--- START ---

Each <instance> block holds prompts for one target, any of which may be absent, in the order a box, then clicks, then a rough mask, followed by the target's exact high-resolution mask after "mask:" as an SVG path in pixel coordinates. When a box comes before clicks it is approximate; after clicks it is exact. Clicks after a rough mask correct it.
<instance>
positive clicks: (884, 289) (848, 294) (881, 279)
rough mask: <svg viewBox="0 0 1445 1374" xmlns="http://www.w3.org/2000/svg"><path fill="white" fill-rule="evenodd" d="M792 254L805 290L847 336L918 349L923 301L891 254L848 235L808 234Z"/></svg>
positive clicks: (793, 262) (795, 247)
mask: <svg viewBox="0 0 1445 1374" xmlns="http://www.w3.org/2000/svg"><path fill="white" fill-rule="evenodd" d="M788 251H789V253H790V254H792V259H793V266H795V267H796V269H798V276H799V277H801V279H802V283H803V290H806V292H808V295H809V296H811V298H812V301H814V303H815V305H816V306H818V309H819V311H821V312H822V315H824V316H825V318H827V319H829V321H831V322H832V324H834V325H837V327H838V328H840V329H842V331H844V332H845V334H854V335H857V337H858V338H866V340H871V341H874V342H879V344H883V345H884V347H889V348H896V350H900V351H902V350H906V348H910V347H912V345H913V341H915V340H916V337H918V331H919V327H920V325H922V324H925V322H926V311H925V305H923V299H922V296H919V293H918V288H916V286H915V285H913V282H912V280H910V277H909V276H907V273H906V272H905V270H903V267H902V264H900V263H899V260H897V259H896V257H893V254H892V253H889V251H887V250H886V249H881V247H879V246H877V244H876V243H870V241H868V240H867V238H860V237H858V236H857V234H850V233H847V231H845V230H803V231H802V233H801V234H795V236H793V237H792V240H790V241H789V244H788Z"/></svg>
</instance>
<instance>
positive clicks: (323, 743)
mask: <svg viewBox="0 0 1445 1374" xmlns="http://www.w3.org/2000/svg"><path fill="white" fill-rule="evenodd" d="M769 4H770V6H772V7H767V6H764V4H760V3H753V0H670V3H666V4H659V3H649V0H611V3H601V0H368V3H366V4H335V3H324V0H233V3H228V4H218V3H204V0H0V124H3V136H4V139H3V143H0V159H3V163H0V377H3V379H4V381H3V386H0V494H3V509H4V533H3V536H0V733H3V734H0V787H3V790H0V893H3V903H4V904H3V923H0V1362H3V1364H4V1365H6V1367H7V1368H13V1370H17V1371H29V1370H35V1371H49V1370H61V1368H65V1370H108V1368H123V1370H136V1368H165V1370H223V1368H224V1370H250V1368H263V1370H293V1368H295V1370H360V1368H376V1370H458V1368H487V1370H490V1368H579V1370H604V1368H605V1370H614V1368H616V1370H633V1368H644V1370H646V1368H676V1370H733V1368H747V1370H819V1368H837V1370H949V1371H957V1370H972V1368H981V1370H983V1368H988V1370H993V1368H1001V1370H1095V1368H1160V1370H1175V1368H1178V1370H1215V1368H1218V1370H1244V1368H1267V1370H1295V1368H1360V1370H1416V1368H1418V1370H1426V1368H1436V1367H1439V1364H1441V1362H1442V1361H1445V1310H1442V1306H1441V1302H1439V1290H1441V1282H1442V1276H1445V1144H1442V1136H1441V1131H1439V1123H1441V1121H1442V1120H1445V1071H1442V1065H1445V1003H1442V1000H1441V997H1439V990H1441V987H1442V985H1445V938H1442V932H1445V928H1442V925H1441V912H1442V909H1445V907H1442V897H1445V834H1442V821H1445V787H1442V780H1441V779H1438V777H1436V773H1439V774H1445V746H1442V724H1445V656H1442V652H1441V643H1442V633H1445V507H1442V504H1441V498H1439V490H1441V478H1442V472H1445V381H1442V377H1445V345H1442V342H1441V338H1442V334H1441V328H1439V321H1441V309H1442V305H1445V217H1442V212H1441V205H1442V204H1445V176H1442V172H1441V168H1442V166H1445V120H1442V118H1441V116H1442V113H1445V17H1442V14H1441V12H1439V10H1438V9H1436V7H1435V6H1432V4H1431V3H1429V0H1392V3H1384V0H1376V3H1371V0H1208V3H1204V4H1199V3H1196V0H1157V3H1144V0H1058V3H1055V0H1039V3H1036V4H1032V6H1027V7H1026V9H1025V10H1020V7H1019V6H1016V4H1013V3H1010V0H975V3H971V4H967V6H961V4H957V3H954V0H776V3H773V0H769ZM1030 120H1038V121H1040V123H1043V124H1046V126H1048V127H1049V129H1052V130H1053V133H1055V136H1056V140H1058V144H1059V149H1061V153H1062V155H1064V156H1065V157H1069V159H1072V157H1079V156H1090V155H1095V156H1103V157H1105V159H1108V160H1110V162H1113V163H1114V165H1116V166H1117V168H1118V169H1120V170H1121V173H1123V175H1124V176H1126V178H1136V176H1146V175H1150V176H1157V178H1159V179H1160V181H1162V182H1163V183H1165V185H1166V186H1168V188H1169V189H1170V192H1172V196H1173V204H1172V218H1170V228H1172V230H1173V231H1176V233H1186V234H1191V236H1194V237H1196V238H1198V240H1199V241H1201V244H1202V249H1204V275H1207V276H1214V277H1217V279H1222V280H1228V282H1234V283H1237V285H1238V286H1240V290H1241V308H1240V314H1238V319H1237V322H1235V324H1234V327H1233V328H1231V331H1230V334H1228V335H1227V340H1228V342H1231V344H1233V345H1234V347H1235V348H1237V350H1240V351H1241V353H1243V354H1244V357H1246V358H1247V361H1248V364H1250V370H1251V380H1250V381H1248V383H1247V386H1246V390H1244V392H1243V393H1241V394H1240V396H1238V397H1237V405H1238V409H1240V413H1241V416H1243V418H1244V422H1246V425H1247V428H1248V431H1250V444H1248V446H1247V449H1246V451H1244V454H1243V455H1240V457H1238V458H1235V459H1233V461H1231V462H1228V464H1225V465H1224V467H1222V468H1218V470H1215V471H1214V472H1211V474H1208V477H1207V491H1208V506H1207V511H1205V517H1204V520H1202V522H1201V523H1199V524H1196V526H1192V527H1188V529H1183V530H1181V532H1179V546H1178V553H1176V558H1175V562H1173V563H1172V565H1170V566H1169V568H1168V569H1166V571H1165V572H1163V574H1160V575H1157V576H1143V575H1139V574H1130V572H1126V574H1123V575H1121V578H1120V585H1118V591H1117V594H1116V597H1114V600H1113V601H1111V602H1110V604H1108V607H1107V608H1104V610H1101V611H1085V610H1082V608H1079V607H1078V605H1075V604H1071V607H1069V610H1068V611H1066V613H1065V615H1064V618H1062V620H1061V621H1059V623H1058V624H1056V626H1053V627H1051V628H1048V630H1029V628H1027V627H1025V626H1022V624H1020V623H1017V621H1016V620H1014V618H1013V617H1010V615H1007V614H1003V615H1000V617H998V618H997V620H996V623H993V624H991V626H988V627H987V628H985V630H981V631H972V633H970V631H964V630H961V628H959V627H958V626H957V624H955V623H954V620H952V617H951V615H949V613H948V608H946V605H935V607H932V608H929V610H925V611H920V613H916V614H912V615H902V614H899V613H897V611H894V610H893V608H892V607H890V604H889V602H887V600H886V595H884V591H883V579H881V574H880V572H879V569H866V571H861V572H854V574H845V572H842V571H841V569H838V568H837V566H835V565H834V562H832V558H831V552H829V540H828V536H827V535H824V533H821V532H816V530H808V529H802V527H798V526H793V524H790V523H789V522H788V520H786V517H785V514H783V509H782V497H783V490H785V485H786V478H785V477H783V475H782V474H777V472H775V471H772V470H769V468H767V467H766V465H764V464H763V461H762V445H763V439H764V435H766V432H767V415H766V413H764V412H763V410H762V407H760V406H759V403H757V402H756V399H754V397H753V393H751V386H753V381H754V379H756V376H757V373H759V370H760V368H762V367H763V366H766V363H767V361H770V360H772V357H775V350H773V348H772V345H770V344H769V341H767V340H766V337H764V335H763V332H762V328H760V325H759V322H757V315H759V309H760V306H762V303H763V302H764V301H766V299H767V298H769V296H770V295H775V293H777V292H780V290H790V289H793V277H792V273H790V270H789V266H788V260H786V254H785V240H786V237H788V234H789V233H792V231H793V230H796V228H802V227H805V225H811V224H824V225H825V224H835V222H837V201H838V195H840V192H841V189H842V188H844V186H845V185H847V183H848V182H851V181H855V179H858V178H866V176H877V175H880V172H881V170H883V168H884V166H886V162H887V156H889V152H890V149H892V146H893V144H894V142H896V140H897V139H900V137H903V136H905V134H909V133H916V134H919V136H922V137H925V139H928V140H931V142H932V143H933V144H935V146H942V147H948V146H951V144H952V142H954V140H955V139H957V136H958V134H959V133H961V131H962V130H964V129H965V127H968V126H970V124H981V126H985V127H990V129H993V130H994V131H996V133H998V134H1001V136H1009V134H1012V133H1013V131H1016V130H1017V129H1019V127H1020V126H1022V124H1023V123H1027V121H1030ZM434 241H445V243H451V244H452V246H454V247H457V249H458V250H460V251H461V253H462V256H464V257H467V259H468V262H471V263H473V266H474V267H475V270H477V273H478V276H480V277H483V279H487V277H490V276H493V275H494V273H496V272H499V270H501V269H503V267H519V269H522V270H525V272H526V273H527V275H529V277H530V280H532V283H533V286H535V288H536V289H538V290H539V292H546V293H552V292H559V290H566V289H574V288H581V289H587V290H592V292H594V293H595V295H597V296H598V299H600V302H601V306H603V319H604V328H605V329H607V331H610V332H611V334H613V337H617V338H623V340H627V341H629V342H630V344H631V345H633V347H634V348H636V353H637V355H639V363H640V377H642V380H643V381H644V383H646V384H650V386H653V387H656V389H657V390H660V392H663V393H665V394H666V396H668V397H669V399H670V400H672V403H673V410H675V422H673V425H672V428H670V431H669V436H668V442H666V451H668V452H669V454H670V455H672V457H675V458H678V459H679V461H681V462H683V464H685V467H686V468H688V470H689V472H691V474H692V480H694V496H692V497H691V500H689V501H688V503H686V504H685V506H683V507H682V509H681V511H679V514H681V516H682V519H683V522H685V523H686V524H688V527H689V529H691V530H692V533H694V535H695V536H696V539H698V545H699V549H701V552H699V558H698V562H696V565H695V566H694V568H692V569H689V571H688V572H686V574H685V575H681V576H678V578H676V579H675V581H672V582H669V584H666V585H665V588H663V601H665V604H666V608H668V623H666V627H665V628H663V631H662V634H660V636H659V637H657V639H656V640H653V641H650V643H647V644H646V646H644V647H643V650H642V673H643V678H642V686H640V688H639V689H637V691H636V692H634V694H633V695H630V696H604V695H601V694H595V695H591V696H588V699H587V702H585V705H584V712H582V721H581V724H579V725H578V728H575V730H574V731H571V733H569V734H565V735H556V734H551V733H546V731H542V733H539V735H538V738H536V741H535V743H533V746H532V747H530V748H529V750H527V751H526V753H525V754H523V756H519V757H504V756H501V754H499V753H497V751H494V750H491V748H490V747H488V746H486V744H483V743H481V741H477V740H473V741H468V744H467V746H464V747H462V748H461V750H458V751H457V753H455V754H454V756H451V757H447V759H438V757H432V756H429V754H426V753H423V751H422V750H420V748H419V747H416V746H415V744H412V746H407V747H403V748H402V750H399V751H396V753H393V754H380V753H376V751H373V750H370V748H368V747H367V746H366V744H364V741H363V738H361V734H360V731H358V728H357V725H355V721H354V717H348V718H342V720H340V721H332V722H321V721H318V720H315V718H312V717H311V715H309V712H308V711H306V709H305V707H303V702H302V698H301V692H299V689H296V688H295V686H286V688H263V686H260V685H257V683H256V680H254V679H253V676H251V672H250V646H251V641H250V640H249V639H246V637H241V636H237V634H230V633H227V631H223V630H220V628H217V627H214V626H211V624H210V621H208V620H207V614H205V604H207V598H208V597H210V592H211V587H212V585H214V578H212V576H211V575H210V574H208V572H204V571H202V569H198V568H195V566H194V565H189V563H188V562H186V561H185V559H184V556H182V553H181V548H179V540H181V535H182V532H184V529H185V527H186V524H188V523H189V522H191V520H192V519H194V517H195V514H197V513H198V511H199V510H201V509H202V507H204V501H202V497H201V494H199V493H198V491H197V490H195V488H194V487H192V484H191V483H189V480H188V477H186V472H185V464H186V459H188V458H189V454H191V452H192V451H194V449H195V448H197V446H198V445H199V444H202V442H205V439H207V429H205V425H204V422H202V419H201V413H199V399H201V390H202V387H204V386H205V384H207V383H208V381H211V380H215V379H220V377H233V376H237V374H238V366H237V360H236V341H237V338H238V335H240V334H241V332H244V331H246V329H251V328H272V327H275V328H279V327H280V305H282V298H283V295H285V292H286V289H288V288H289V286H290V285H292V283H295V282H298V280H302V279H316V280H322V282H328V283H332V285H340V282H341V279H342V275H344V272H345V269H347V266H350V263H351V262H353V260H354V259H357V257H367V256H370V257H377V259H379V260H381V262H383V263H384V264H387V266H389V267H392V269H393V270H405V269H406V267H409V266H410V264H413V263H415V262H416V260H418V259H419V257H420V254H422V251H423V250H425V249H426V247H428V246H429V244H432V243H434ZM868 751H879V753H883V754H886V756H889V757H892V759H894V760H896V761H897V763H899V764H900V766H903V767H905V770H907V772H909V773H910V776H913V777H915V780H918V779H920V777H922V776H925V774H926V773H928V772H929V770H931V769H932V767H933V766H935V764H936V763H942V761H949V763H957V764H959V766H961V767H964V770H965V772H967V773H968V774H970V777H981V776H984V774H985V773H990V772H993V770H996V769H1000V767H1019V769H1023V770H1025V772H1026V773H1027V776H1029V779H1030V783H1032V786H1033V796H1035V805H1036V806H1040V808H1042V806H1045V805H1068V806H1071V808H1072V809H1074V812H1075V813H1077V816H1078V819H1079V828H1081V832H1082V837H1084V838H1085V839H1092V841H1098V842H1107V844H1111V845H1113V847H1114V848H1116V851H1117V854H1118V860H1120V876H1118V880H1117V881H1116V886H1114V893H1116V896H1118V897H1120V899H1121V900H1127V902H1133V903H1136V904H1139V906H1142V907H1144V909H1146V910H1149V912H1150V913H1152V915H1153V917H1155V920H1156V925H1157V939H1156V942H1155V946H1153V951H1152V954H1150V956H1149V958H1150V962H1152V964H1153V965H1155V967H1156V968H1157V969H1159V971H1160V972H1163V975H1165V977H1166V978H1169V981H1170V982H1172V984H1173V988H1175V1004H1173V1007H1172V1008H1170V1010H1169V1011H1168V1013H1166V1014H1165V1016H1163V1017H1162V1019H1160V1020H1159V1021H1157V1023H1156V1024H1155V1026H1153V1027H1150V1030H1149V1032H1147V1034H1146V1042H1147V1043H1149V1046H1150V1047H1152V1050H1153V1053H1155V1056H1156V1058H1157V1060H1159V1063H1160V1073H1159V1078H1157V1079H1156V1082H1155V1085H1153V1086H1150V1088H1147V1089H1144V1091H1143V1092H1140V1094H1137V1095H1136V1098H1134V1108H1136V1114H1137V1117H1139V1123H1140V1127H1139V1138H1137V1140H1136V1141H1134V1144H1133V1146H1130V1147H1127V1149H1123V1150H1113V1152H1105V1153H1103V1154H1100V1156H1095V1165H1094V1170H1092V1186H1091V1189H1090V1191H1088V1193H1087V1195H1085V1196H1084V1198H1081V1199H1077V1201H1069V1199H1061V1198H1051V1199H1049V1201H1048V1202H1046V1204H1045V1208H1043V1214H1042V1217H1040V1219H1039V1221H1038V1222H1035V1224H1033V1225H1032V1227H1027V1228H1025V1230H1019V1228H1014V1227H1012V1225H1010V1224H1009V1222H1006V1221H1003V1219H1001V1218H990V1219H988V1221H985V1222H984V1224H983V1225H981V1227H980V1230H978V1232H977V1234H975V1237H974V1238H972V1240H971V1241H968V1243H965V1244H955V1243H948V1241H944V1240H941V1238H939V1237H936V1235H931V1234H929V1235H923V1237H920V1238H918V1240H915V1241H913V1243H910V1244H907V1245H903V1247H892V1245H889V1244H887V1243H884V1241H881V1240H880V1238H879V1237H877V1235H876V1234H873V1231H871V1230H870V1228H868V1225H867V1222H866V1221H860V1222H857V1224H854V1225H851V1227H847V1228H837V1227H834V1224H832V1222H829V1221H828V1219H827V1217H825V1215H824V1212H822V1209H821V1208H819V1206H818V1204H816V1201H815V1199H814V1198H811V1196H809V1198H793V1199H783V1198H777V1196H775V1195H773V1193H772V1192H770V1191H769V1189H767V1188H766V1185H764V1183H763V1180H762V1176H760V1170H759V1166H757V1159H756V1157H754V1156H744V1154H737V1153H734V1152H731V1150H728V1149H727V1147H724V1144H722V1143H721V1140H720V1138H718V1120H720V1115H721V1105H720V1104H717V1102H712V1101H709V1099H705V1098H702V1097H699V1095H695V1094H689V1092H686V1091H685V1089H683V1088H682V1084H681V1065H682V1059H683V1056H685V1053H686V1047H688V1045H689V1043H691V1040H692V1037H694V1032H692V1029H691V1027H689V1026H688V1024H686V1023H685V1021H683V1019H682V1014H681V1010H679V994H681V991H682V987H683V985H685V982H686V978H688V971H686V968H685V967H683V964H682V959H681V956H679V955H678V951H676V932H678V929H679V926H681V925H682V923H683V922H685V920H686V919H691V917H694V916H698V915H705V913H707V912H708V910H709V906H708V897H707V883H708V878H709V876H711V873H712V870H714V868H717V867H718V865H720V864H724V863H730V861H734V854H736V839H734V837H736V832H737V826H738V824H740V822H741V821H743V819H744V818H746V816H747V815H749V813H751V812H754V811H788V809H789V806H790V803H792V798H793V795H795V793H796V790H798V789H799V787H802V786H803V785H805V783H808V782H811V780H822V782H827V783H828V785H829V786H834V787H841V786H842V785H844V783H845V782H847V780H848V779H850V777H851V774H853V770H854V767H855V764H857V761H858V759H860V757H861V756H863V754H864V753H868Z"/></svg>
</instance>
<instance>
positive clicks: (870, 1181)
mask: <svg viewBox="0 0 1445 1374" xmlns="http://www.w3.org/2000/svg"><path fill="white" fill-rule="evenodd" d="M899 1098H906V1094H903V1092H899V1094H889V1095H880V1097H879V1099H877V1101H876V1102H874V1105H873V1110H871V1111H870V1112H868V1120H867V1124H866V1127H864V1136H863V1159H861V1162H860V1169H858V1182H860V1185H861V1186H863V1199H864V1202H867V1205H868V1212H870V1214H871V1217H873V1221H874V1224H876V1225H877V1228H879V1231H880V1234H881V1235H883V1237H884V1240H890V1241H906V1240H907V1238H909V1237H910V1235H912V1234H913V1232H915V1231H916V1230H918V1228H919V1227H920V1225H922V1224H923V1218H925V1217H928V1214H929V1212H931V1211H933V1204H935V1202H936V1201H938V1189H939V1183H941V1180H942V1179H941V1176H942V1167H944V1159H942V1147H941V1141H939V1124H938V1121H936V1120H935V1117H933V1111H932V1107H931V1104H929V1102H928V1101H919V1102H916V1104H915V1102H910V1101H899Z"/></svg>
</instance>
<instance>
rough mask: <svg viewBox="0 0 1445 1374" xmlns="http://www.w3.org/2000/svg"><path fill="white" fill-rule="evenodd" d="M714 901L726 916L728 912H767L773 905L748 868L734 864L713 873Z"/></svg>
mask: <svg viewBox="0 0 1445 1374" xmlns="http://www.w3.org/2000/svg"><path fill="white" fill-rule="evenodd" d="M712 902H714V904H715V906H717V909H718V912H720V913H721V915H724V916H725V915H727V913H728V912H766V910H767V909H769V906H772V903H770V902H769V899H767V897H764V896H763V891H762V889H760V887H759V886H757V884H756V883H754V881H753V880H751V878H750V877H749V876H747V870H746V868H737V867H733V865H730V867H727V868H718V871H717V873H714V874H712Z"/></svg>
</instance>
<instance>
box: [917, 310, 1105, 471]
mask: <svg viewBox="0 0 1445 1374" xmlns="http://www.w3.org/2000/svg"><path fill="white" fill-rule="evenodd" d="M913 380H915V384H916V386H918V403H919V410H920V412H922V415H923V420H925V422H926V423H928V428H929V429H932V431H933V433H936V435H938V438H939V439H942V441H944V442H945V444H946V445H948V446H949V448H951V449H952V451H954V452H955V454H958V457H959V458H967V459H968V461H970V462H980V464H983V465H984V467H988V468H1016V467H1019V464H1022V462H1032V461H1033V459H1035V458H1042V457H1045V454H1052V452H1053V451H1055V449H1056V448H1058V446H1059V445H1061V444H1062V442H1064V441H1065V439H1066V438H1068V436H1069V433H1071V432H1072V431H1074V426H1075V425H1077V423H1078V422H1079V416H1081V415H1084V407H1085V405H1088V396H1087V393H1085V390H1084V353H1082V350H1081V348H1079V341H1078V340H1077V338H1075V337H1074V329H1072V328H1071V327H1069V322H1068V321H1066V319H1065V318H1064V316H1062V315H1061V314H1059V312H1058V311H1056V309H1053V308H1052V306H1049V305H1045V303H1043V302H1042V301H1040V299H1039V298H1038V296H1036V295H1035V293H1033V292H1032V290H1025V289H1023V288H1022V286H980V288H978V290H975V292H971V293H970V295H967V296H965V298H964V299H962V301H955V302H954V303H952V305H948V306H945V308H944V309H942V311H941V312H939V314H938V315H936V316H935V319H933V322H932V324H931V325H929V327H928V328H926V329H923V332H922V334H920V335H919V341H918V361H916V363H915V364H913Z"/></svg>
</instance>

--- END ---

== Activity ==
Determine how many lines of the entries contain the string "positive", and reply with nothing but the number.

== Answer ==
4